▶ [Problem to work on]
Start at the line that contains "# put a dot on each instance of the sun". Repeat it and each line after it, exactly, up to and including the final line of the data.

▶ [Exercise materials]

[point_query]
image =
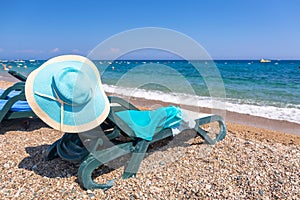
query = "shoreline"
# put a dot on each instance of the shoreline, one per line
(230, 117)
(248, 164)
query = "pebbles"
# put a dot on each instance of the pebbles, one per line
(240, 167)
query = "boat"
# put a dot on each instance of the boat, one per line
(264, 60)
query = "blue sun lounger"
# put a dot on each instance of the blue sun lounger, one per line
(121, 122)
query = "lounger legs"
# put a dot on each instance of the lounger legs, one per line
(136, 159)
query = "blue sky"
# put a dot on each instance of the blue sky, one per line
(227, 29)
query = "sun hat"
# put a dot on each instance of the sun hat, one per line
(67, 94)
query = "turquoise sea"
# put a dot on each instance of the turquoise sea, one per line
(270, 90)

▶ [Written answer]
# put a dot on each instance of the sun hat, one per line
(67, 94)
query = "turquoise sea"
# put a dot on each instance of the turquoise sea, one per line
(270, 90)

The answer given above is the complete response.